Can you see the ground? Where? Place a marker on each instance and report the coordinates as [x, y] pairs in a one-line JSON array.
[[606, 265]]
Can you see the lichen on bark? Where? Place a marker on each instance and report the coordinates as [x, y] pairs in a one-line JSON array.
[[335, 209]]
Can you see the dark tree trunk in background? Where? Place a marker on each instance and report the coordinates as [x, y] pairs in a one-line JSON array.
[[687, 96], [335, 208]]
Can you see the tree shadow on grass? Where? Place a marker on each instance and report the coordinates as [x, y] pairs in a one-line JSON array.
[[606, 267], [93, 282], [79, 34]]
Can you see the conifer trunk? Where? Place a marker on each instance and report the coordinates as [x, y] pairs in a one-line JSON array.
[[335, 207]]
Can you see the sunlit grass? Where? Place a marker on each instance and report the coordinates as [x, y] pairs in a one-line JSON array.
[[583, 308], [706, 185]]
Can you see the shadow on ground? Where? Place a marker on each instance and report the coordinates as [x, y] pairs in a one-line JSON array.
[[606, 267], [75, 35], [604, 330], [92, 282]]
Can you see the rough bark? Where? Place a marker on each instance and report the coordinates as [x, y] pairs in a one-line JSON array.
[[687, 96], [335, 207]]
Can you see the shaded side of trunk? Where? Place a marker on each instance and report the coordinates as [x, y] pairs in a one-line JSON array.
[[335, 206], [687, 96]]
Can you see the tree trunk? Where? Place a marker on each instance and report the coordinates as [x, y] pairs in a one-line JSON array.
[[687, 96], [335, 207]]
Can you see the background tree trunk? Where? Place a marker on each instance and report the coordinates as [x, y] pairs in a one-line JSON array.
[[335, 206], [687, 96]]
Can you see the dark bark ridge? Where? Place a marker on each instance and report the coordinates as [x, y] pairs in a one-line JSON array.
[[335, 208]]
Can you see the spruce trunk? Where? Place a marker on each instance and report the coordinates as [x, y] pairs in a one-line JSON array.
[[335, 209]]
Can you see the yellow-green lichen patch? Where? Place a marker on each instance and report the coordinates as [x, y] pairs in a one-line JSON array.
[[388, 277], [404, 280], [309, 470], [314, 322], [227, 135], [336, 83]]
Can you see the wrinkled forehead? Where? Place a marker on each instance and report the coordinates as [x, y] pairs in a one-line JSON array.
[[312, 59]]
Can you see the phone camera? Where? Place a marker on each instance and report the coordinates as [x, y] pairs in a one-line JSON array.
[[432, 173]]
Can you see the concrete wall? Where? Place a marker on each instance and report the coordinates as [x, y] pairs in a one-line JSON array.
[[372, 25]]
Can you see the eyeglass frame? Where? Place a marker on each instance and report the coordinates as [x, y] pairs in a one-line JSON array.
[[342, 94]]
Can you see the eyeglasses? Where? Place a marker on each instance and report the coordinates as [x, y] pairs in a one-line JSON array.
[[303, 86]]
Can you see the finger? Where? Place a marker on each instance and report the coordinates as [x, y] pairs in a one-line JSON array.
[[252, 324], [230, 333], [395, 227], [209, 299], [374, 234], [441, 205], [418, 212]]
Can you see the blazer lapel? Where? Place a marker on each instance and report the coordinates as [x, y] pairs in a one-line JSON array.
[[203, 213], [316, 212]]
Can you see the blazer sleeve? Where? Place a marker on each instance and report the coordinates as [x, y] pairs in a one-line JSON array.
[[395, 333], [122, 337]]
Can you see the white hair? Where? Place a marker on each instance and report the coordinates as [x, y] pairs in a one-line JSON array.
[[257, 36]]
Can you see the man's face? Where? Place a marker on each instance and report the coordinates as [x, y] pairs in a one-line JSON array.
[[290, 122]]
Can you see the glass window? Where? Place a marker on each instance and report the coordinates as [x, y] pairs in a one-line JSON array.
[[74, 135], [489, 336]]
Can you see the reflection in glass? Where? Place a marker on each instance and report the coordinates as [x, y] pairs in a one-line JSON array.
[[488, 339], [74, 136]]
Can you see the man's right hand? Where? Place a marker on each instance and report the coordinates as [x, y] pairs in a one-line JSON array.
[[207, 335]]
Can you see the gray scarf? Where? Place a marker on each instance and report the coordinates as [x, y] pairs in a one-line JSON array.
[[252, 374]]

######

* **Exercise goal**
Reproduce all of the entries above, replacing "one-line" with "single-line" wherever it occurs. Leave everything else unchanged.

* **Reply**
Can you see the ground? Where? Place a marker on each instance and report the coordinates as [x, y] pairs in a single-line JSON array.
[[606, 265]]
Can you see the lichen on bark? Where? Place a marker on each instance and report the coordinates as [x, y] pairs in a single-line JSON array.
[[335, 209]]
Can you see the dark tree trunk in background? Where? Place a marker on each instance and report the coordinates as [x, y] pairs in a single-line JSON array.
[[687, 96], [335, 208]]
Can you see the tree shadow on grass? Where? Place a marker on each instance and report the coordinates as [x, y] pairs in a single-line JSON array.
[[606, 267], [93, 282], [79, 34]]
Can you see the conifer trunk? Where? Place a marker on each instance and report the coordinates as [x, y] pairs in a single-line JSON array.
[[335, 207]]
Can you see the sunlit grass? Where? Place a marker on each instance and report the coordinates as [x, y] pairs in a single-line JSON array.
[[583, 308], [706, 185]]
Can you see the shadow on ground? Where? Place a marker on each instance and report the coordinates as [x, y] pairs in a single-line JSON array.
[[606, 267], [75, 35], [604, 330], [92, 282]]
Can you see the rough bark? Where? Place a marker on each instance and report the coordinates as [x, y] pairs in a single-line JSON array.
[[687, 96], [335, 207]]
Can you see the shaded side of trunk? Where? Place a marker on each instance and report the coordinates as [x, y] pairs in a single-line JSON array.
[[335, 206], [687, 96]]
Can you see the tree trunk? Where? Place a marker on each instance and report the coordinates as [x, y] pairs in a single-line JSON array.
[[687, 96], [335, 207]]
Can you see the background tree trunk? Where? Place a marker on each instance and report the coordinates as [x, y] pairs in a single-line JSON array.
[[335, 206], [687, 96]]
Can you see the dark bark ridge? Where? Place a marker on each instance and report the coordinates as [x, y] pairs in a single-line JSON array.
[[335, 208]]
Can you see the spruce trunk? Where? Place a marker on each instance and report the coordinates as [x, y] pairs in a single-line JSON array.
[[335, 209]]
Can you see the yellow-green lichen patch? Where? Place a marker on each instance and report the coordinates as [x, y] pairs in a single-line JSON array.
[[388, 277], [404, 280], [309, 470], [314, 322], [227, 135], [336, 83]]
Can you see the wrinkled forehead? Where? Place a marker on each instance and report the coordinates as [x, y] pairs in a single-line JSON array.
[[312, 59]]
Can you see the phone camera? Where? Place a marker on each instance and report the coordinates as [x, y] pairs in a single-line JSON array.
[[432, 173]]
Can you see the concrete wall? Where? Place a marker on each instance and report the coordinates as [x, y] pairs in a single-line JSON array.
[[372, 25]]
Can you see the eyeglass frame? Where? Place a marker on each instance and report the coordinates as [x, y] pairs in a single-line JSON array.
[[342, 94]]
Can you see the eyeglasses? Where? Place a marker on each instance and report the coordinates as [x, y] pairs in a single-line JSON array.
[[303, 86]]
Can you see the finger? Where? Place a marker on each instance and report the coordinates as [x, y] pairs in a single-line JSON array.
[[252, 324], [230, 333], [395, 227], [209, 299], [374, 234], [441, 205], [418, 212]]
Can you see the blazer lapel? Where? Place a marker on each instance and report the coordinates as [x, y] pairs in a single-line JSON array.
[[203, 213], [316, 212]]
Can you see the blazer sleeve? Where? Place a marker on each instance and report the coordinates as [x, y] pairs in a single-line JSON array.
[[395, 333], [122, 337]]
Can you see the white hair? Where? Place a marker on each instance and report the coordinates as [x, y] pairs in a single-line JSON array.
[[257, 36]]
Can you see the man's face? Where? Place a marker on each instance and report the coordinates as [x, y] pairs in a single-line JSON array.
[[290, 122]]
Can you see the glass window? Where? Place a marker on each instance and report the coordinates as [x, y] pairs in a single-line JSON array.
[[74, 135], [489, 336]]
Can you see the reflection in glass? Where? Place a marker on each instance and report the coordinates as [x, y] pairs in a single-line JSON array.
[[488, 339], [74, 136]]
Can you see the man's right hand? Where? Place a marker on each instance and report the coordinates as [x, y] pairs in a single-line JSON array.
[[207, 335]]
Can you see the gray scarf? Where? Place a marker on each instance and report the coordinates as [x, y] pairs in a single-line JSON array.
[[252, 374]]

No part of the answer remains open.